*PROVIDED TEXT*:

Indi-Spence-able

The one-stop shop to see an actors growth from the moderately insane to stardom.

Tuesday, October 10, 2006

A Working Actor's Lament (Chapter 40)

One More Step Closer To "ER"

One of my dream roles is to play a critical patient on "ER", one who is fine at the beginning of the show but you know that complications are going to set in and, with the drama going on around me, I take my last breath, making everyone realize that life is precious and we must not forget that (sniff). Or, a stuttering new intern who is battling Tourette's syndrome and needs to raid the medical supply closet to find medication that helps mask my condition before I say the wrong thing to Weaver and get kicked out of the program. I guess a corpse would be pretty cool, too.

Anywho, yesterday I got called to audition for a short film being produced by Livia Perez-Borrero (production coordinator of such films like "Three of Hearts" and "Jingle All The Way") and starring Ellen Crawford who played Lydia, the nurse, every Thursday night at 10 PM on NBC. This was it, this was my t-t-t-ticket to finally sh-sh-show someone that I w-w-w-was right for "ER"...fart turd.

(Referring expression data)
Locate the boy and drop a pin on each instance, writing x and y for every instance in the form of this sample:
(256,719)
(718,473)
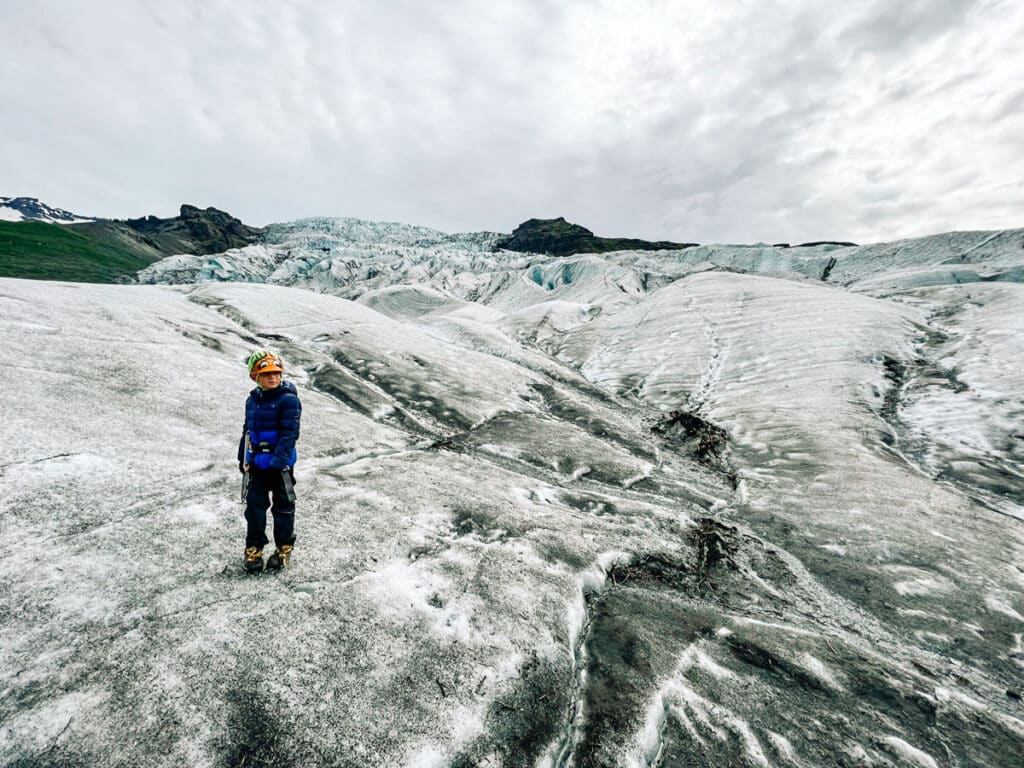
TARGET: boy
(266,452)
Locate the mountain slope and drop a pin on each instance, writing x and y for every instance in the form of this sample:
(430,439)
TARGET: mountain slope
(622,509)
(102,251)
(41,251)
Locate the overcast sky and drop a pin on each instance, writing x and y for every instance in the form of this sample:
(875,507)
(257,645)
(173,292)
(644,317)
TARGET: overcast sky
(687,120)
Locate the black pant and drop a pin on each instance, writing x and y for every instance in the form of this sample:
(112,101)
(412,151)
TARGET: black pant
(261,484)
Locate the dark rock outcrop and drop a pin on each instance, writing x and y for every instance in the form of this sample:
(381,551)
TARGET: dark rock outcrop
(560,238)
(194,231)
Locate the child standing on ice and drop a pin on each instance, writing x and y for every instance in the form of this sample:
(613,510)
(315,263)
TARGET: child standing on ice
(266,454)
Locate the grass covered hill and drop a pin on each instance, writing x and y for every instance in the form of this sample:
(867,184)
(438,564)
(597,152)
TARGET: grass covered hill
(39,251)
(103,250)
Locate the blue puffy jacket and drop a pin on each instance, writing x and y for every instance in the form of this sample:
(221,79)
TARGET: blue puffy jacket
(272,425)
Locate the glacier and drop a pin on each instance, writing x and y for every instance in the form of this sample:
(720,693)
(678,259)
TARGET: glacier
(731,505)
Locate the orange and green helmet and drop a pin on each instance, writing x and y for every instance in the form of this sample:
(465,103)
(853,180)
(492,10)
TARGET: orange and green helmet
(263,361)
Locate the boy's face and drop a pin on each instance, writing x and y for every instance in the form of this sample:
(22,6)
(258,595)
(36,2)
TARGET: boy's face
(268,381)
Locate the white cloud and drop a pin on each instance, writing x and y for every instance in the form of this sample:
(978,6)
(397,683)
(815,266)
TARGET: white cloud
(786,121)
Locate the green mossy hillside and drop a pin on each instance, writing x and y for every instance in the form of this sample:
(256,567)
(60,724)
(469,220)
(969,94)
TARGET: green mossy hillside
(39,251)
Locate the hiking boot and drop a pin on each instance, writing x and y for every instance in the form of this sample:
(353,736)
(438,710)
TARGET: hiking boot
(280,558)
(254,559)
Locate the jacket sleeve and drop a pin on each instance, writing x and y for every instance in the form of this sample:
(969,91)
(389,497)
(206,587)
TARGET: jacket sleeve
(291,413)
(242,440)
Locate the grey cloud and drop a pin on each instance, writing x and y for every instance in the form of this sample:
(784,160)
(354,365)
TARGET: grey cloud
(756,123)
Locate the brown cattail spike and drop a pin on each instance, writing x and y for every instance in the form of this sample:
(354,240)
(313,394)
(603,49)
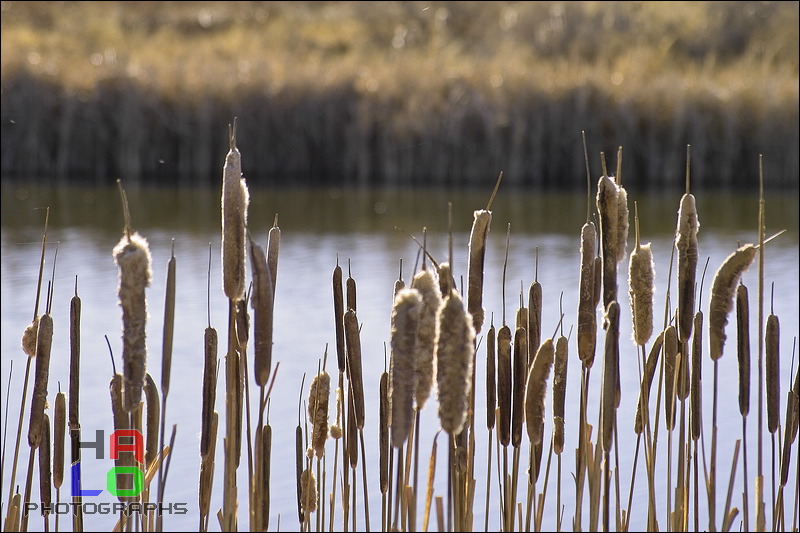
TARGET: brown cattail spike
(235,199)
(722,292)
(559,393)
(520,370)
(477,252)
(455,349)
(587,316)
(318,411)
(491,382)
(132,256)
(743,347)
(686,243)
(353,343)
(427,285)
(405,321)
(504,384)
(261,302)
(536,390)
(772,367)
(44,341)
(641,273)
(59,433)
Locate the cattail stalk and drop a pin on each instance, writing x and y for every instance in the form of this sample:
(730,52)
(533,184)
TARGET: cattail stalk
(587,317)
(132,256)
(477,252)
(405,321)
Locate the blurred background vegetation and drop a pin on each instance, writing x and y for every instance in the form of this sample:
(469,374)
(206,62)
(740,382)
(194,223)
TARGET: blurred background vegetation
(400,93)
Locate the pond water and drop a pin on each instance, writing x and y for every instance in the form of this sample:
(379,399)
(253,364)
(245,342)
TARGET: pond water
(366,229)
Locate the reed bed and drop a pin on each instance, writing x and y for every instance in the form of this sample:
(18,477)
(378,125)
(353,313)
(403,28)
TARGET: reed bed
(434,333)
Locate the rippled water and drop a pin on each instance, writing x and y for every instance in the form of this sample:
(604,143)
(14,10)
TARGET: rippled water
(365,230)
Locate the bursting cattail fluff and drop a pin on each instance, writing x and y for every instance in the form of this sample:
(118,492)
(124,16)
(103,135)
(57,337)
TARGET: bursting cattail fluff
(235,199)
(405,321)
(455,347)
(640,283)
(44,341)
(686,243)
(477,252)
(427,285)
(722,291)
(609,236)
(772,367)
(132,256)
(262,314)
(318,411)
(587,316)
(743,347)
(536,390)
(559,393)
(504,385)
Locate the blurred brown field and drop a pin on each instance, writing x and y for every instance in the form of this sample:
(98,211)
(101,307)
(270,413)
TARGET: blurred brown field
(400,93)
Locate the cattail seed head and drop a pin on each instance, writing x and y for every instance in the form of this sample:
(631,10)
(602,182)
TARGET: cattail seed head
(610,374)
(44,341)
(491,385)
(427,285)
(536,390)
(235,199)
(318,411)
(405,322)
(132,255)
(29,338)
(641,273)
(559,392)
(722,291)
(587,317)
(686,243)
(477,251)
(520,370)
(743,347)
(353,343)
(649,373)
(670,374)
(772,367)
(504,387)
(262,303)
(455,349)
(534,324)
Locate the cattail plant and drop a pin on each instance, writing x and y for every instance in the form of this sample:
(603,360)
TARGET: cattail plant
(477,252)
(455,346)
(318,411)
(405,322)
(722,294)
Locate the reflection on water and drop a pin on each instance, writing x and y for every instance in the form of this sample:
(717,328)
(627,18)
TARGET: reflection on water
(359,226)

*TASK INSTRUCTIONS*:
According to the blog post, which character did Ellen Crawford play?

*TASK RESPONSE*:
Lydia, the nurse.